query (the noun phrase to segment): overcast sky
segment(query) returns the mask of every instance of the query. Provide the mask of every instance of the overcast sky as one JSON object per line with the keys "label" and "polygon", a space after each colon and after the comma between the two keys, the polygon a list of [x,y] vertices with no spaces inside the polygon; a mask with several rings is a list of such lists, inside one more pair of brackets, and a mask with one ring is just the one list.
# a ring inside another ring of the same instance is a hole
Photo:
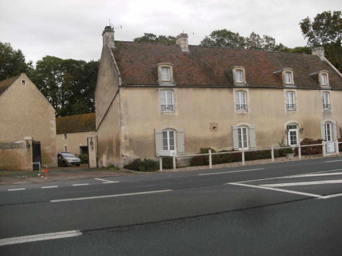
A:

-=-=-

--- Your instructions ---
Return the listing above as a JSON list of strings, one string per line, omitting blank lines and leaving the pictures out.

--- Exercise solution ---
[
  "query (the noun phrase to segment): overcast sky",
  "segment(query) returns the mask of every instance of the query. Provide the mask of every instance of the overcast sky as one JSON object per line with the keys \"label\" and \"polygon\", a space after each colon and after the comma between the two keys, the polygon a list of [x,y] vertices with no spaces inside the polygon; a mask with several rings is a list of such lists, inside one more pair of brackets, and a mask with one ring is just the one list.",
  "# a ring inside another ring of the same instance is a hole",
  "Photo:",
  "A:"
]